__PROBLEM STATEMENT__
Every line of the records below that holds the word "sweater" belongs in the answer.
Top of SOURCE INFORMATION
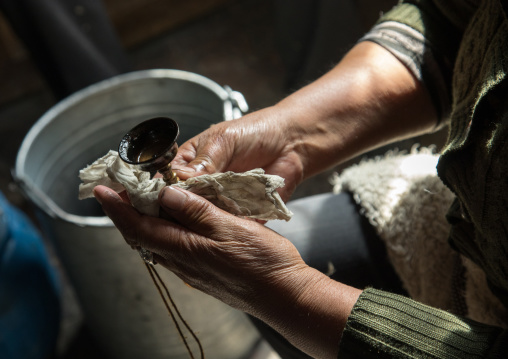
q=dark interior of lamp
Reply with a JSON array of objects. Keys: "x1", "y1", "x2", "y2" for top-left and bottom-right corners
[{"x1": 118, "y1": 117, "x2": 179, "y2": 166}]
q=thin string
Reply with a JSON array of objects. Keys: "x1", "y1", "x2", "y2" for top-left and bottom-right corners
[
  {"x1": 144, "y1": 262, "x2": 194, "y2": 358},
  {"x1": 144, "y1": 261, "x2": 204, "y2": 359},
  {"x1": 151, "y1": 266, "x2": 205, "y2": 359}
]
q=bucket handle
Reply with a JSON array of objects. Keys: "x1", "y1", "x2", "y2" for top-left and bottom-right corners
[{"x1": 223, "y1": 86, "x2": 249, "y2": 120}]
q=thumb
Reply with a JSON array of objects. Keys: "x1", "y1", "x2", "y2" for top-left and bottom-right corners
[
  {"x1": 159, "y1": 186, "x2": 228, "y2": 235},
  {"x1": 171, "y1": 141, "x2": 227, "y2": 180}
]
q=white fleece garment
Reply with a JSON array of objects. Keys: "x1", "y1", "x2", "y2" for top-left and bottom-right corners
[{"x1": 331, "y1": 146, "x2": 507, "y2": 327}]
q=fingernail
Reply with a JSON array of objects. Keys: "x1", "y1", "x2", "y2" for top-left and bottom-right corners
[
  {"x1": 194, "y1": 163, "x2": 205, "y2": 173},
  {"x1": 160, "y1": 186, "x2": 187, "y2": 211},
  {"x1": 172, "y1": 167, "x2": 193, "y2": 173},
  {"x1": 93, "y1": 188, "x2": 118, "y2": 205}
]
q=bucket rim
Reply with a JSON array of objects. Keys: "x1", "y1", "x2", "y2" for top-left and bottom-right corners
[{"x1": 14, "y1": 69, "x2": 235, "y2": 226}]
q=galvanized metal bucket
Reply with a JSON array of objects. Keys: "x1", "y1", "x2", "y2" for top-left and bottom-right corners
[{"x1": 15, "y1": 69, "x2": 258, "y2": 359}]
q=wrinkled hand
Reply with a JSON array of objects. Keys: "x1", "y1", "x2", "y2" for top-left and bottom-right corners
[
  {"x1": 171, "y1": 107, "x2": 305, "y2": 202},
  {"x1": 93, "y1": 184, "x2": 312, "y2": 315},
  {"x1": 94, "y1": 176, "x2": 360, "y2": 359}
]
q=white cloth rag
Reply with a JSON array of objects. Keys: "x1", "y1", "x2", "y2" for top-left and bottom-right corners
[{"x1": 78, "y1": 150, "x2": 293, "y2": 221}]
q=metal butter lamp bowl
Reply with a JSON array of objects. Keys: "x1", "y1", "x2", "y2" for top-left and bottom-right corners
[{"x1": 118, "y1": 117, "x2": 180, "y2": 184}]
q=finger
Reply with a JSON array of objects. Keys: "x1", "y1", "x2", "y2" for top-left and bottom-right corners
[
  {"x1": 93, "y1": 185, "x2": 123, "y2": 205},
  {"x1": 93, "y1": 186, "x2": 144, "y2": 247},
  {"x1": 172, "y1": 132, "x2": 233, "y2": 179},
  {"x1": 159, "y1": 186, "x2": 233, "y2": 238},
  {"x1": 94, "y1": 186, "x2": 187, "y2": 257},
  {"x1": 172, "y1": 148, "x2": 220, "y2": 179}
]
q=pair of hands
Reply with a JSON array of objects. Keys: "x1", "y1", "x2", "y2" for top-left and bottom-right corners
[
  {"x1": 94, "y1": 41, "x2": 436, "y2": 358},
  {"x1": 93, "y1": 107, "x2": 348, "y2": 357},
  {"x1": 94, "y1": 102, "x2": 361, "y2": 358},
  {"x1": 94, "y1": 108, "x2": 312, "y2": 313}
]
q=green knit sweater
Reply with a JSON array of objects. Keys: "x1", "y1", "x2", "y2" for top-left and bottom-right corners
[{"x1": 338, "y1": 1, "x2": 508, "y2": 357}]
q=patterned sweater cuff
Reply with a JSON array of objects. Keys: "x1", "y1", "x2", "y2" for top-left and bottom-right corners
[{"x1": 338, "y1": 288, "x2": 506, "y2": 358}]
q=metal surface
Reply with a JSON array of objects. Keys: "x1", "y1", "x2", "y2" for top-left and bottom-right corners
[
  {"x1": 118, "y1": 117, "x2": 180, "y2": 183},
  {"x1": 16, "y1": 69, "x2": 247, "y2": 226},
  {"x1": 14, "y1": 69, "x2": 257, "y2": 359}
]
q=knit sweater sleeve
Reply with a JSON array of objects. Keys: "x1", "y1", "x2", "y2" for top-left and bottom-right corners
Bottom of SOURCE INFORMATION
__EXERCISE SOLUTION__
q=green knit sweater
q=patterned sweater cuff
q=knit sweater sleeve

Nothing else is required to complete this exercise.